• _WORK TO BE COMPLETED_
Repeat the full listing, word for word.

• _DATA TO PROCESS_

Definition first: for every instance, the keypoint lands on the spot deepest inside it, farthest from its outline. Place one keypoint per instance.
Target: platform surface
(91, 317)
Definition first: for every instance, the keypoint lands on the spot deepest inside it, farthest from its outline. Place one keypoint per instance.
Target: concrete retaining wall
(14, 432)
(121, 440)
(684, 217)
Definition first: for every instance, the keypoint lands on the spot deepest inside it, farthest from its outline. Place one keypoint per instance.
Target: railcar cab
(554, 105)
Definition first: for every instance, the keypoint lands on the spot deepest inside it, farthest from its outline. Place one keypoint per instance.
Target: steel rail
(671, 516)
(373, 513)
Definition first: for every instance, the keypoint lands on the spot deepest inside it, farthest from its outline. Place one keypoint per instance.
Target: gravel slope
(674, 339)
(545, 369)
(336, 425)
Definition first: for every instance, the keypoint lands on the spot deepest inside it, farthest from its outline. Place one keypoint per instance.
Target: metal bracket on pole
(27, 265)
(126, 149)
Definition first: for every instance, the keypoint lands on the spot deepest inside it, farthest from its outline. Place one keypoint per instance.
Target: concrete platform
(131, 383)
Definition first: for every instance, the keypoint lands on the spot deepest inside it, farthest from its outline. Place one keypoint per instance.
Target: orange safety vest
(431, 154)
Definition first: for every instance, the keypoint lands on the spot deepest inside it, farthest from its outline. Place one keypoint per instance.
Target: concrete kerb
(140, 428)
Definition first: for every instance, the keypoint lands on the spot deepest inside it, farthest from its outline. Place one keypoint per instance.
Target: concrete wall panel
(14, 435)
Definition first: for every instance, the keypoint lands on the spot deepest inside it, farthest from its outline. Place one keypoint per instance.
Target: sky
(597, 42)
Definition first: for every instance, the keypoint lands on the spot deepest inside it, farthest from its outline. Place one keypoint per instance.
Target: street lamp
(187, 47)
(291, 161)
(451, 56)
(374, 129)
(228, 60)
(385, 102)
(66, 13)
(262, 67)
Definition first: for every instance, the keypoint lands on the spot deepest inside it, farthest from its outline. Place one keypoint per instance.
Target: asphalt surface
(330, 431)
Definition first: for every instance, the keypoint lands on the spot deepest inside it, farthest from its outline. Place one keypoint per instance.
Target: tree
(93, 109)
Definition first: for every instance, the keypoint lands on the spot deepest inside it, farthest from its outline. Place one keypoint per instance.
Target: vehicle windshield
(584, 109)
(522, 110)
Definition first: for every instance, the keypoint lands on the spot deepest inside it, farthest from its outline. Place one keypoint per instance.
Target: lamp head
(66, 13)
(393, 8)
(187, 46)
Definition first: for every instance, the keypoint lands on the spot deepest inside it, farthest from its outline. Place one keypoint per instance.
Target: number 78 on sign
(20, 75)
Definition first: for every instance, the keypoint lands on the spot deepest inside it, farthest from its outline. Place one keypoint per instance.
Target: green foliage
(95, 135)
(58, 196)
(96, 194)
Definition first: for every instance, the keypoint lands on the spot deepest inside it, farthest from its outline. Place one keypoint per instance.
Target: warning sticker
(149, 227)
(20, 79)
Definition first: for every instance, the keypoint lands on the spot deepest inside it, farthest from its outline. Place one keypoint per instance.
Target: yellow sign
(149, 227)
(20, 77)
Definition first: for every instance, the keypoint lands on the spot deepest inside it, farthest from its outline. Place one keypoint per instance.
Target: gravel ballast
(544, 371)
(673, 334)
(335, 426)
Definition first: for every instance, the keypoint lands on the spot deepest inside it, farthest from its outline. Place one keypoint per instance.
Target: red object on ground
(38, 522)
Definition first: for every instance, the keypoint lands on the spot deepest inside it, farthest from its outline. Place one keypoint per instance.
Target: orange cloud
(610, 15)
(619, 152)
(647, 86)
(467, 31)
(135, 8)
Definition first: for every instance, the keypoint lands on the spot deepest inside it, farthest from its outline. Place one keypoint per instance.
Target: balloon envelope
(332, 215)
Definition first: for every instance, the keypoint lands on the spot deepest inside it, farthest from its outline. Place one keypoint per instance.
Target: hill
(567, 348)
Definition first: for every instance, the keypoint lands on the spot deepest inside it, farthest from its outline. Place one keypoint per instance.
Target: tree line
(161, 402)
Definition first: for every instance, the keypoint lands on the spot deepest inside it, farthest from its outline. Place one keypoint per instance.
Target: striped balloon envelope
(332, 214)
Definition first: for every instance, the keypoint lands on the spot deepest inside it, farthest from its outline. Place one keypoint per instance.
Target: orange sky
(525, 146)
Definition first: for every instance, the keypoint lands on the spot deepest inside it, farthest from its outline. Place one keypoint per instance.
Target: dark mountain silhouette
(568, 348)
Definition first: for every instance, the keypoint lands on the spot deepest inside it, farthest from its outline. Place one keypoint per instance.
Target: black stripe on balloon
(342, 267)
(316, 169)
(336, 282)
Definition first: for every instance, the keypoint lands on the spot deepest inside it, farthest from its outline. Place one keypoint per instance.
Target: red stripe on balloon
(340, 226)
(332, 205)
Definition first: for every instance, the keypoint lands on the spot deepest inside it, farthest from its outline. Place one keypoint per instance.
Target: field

• _ANSWER FOR THIS EXERCISE_
Definition first: for every instance, the keypoint lands on the spot deepest inside it, farthest from its outline. Place one keypoint per instance.
Target: platform surface
(91, 317)
Definition first: for every instance, the keypoint lands on the spot deepest inside it, farthest from its outline. Place one keypoint per instance.
Target: concrete retaining wall
(14, 432)
(121, 440)
(684, 217)
Definition first: for every instance, the keypoint lands on the spot deepest inside it, farthest from its outline. Place one keypoint per instance.
Target: railcar cab
(554, 105)
Definition first: for every instance, the keypoint lands on the spot deepest inside it, farthest from its outline. Place one keypoint per instance.
Target: steel rail
(671, 516)
(373, 513)
Definition first: for every instance, the keypoint lands on the spot deepest inside it, farthest from its outline. Place one keypoint per instance.
Target: gravel slope
(674, 339)
(545, 369)
(336, 425)
Definition first: for every instance, the keypoint lands on the spot deepest inside it, farthest from its outline. Place one keypoint per instance.
Target: metal bracket on pole
(27, 265)
(126, 149)
Definition first: for every instance, the keypoint lands on the spot deepest inside it, farthest from its outline. Place one keypoint per instance.
Target: concrete platform
(131, 383)
Definition first: for every instance, the keypoint lands on the spot deepest inside it, farthest from its outline. Place one keypoint per instance.
Target: orange safety vest
(431, 154)
Definition first: for every instance, the keypoint lands on the spot deepest inside it, farthest from its outline. Place one keypoint per instance.
Target: concrete kerb
(140, 428)
Definition first: for every instance, the keypoint lands on the spot deepest inside it, farthest from its outline. Place one keypoint per instance.
Target: concrete wall panel
(14, 435)
Definition first: for every instance, the keypoint lands on the spot deepest inside it, farthest from its outline. Place one keypoint per instance.
Target: sky
(597, 42)
Definition first: for every instance, the keypoint lands on the spot deepest inside it, farthest from its outline. Place one keypoint per instance.
Target: street lamp
(187, 47)
(291, 161)
(451, 56)
(374, 129)
(228, 60)
(385, 102)
(66, 13)
(262, 67)
Definition first: for every instance, the keypoint lands on the spot deepest inside it, farthest from its outline. Place one keypoint per instance.
Target: asphalt surface
(330, 431)
Definition first: for every instance, the keypoint lands on the spot deepest inside it, farthest from its outline. Place one keypoint per instance.
Target: tree
(93, 109)
Definition first: for every instance, the keypoint lands on the spot deepest inside it, farthest from its outline. Place one keypoint per instance.
Target: vehicle windshield
(584, 109)
(522, 110)
Definition first: for every instance, the keypoint lands on the spot deepest inside it, farthest from its outline. Place one keypoint per instance.
Target: lamp head
(66, 13)
(393, 8)
(187, 46)
Definition first: for every instance, the keypoint lands on the spot deepest inside it, farthest from its outline. Place one keypoint per instance.
Target: number 78 on sign
(20, 75)
Definition first: for every instance, the keypoint lands on the spot deepest inside it, farthest from its outline. Place one keypoint per instance.
Target: green foliage
(95, 135)
(58, 196)
(96, 194)
Definition first: for every instance, the keypoint lands on the spot deepest inside it, farthest from its outline. Place one keypoint per instance.
Target: warning sticker
(149, 227)
(20, 79)
Definition first: for every instance, the keypoint lands on the spot deepest inside it, farthest from its outline. Place one keypoint per instance.
Target: yellow sign
(149, 227)
(20, 77)
Definition first: for every instance, the keypoint lands on the spot deepest inside it, farthest from its outline. Place one keypoint per instance.
Target: gravel ballast
(544, 371)
(673, 334)
(335, 426)
Definition first: for every instance, the keypoint lands on the spot deepest inside it, farthest from its outline. Place one keypoint per instance.
Target: red object on ground
(38, 522)
Definition first: for every instance, the keypoint lands on the spot deepest inside it, farthest from its outline. Place one keypoint per instance.
Target: orange cloud
(610, 15)
(619, 152)
(647, 86)
(467, 31)
(135, 8)
Definition first: for every instance, the keypoint lands on the spot deepest inside it, farthest from its outline. Place one keypoint per instance.
Target: balloon envelope
(332, 215)
Definition first: for every instance, the keypoint lands on the spot deepest inside it, farthest from its outline. Place one keypoint per instance.
Target: hill
(567, 348)
Definition first: for every instance, the keypoint lands on the spot deepest inside it, farthest from its outline. Place one keypoint per instance.
Target: tree line
(161, 402)
Definition first: for every instance, the keypoint lands on the spot deepest inside it, farthest from its outline. Place one keypoint per instance.
Target: striped balloon envelope
(332, 214)
Definition first: for every instance, the keypoint lands on the spot deepest inside it, farthest from its outline. Place one keypoint per instance.
Target: orange sky
(525, 146)
Definition first: for every instance, the keypoint lands on the spot deepest inside it, farthest from its outline. Place one keypoint per instance.
Target: dark mountain silhouette
(568, 348)
Definition first: for every instance, the keypoint lands on the spot deepest inside it, farthest from its outline. Place one keypoint per instance.
Target: black stripe on balloon
(342, 267)
(316, 169)
(336, 282)
Definition first: for every instance, the keypoint lands on the spot deepest inside it, farthest from its outline. Place one keypoint per instance.
Target: red stripe on balloon
(340, 226)
(332, 205)
Definition first: for every instance, the keypoint lands on the spot deepest inside it, farthest from its outline. Place one keypoint per instance.
Target: field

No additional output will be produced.